[Collection entries]
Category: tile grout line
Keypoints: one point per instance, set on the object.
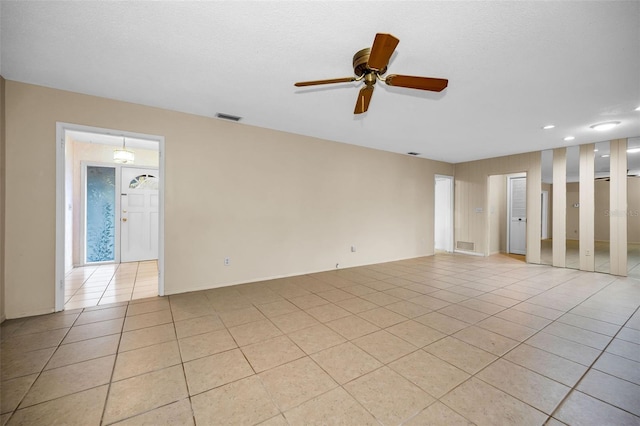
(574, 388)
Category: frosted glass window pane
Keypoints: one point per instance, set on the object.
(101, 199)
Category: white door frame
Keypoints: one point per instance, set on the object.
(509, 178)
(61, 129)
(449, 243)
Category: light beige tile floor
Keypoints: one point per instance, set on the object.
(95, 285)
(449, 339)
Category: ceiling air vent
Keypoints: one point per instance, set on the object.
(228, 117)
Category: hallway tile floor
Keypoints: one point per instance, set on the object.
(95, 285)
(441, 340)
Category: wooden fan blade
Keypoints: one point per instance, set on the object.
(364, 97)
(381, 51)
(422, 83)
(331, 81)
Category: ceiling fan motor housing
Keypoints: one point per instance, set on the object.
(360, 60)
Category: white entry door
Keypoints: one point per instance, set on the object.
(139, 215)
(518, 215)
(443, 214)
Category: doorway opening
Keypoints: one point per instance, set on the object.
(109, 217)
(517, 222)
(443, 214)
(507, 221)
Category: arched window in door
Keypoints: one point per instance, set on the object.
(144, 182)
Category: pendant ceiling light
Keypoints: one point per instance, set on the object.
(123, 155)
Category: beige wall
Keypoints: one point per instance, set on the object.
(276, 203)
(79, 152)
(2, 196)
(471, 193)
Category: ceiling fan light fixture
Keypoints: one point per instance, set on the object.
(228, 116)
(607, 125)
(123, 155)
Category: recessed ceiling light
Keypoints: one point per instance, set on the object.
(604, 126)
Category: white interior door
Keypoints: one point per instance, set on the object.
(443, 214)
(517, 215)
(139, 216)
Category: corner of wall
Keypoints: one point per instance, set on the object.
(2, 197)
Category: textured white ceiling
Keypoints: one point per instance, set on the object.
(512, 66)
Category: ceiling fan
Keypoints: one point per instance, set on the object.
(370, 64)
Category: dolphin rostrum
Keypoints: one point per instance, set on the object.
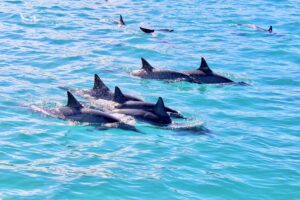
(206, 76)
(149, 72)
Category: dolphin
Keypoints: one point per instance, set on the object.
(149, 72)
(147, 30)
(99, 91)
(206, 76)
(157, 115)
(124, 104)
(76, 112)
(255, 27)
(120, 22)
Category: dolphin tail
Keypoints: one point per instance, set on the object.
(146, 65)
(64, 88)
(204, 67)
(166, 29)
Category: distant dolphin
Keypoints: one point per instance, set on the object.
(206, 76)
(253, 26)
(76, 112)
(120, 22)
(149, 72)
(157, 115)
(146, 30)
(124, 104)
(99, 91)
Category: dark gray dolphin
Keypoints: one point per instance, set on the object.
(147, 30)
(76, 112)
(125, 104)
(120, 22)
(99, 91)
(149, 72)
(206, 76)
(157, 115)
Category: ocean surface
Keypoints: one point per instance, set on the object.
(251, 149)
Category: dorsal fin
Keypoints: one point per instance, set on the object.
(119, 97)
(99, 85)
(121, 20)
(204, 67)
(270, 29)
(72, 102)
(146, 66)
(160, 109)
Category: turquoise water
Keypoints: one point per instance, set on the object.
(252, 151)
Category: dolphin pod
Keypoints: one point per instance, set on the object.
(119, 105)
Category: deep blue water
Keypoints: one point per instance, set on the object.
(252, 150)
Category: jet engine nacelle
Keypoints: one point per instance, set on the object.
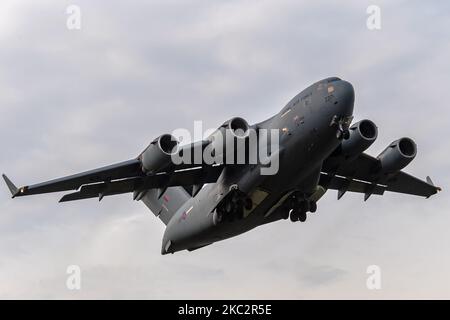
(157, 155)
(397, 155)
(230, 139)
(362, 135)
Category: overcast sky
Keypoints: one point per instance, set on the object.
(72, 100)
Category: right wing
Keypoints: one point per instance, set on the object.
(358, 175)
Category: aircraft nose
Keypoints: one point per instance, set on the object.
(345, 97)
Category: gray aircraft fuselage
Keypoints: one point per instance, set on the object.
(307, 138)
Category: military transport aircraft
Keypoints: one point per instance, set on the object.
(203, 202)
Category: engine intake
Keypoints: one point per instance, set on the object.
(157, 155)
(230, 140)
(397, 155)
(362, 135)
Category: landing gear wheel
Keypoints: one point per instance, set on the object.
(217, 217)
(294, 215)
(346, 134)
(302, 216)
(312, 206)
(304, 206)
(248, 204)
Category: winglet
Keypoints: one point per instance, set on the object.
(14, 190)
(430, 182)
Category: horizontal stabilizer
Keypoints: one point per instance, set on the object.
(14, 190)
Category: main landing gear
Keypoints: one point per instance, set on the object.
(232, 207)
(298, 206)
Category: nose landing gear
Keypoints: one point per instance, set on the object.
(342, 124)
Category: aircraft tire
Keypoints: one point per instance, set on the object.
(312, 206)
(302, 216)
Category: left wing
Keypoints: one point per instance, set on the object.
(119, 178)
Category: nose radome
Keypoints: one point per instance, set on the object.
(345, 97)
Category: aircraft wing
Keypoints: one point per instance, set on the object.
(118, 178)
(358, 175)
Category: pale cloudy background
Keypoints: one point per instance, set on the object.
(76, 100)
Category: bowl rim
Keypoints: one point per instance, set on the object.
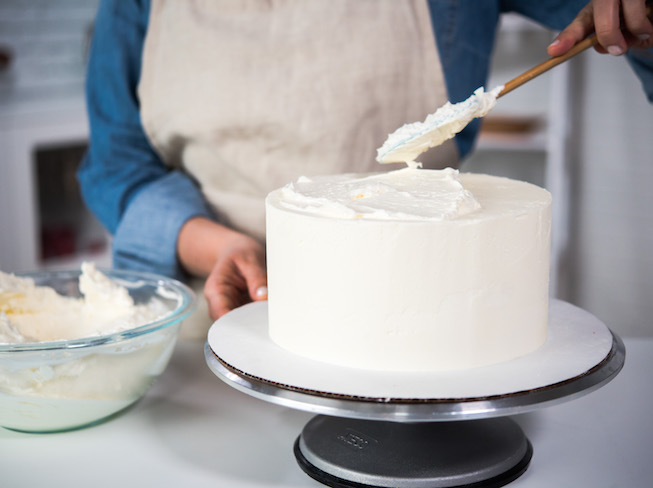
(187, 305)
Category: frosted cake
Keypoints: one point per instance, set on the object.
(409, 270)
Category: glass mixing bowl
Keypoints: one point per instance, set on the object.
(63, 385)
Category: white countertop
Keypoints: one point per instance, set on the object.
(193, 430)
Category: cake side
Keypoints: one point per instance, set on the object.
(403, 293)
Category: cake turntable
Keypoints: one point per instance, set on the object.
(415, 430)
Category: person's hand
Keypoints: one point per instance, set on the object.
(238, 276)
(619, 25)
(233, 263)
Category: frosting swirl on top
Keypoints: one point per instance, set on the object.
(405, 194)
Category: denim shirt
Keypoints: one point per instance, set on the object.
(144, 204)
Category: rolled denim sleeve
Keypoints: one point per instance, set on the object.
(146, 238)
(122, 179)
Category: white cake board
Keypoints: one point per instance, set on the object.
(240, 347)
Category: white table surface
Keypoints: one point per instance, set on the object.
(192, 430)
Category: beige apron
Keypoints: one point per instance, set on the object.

* Exercise objective: Which of the lines above carry the string "landing"? Pick them out and copy them.

* Solution for this problem:
Category: landing gear wheel
Category: main landing gear
Category: nose landing gear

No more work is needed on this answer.